__Objective__.
Could you retype the whole article below on testing paper for illegal wood, word for word?

__Passage provided__.
Tests detect potentially illegal wood in paper. Here are some tips to manage risk.
The amended U.S. Lacey Act has already impacted the wood industry, from the investigation of Gibson Guitars to a recently-reported seizure of Peruvian hardwood. Both of these cases involved solid wood products. But what about paper?
Paper poses the challenge of linking an illegally harvested tree in a faraway forest to a piece of paper purchased in the United States—after all the mixing and bleaching. Companies in the Forest Legality Alliance and others asked whether or not it is even possible to find Lacey violations in paper products.
Working with others, WRI decided to check it out.
We sent samples from 32 imported paper products to an independent fiber analysis laboratory. Samples we had tested came from stationery, paper bags, cardboard boxes, toilet paper, facial tissue paper, wrapping paper, and books—including pages, glossy cover sleeves, and cardboard from hardback covers. All products were purchased from stores and outlets in the United States.
With fiber analysis, scientists use high powered microscopes to look at plant fibers and vessels in a snippet of paper to identify what types of trees were used to make it. Vessels are structures that transport nutrients and water in plants, and they have distinct anatomical features that allow for identification of its genus and, in some cases, species.

__Information shown__.
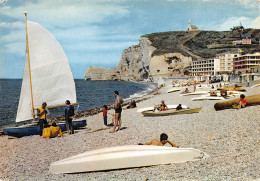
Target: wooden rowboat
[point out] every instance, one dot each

__Expected answer__.
Tests detect potentially illegal wood in paper. Here are some tips to manage risk.
The amended U.S. Lacey Act has already impacted the wood industry, from the investigation of Gibson Guitars to a recently-reported seizure of Peruvian hardwood. Both of these cases involved solid wood products. But what about paper?
Paper poses the challenge of linking an illegally harvested tree in a faraway forest to a piece of paper purchased in the United States—after all the mixing and bleaching. Companies in the Forest Legality Alliance and others asked whether or not it is even possible to find Lacey violations in paper products.
Working with others, WRI decided to check it out.
We sent samples from 32 imported paper products to an independent fiber analysis laboratory. Samples we had tested came from stationery, paper bags, cardboard boxes, toilet paper, facial tissue paper, wrapping paper, and books—including pages, glossy cover sleeves, and cardboard from hardback covers. All products were purchased from stores and outlets in the United States.
With fiber analysis, scientists use high powered microscopes to look at plant fibers and vessels in a snippet of paper to identify what types of trees were used to make it. Vessels are structures that transport nutrients and water in plants, and they have distinct anatomical features that allow for identification of its genus and, in some cases, species.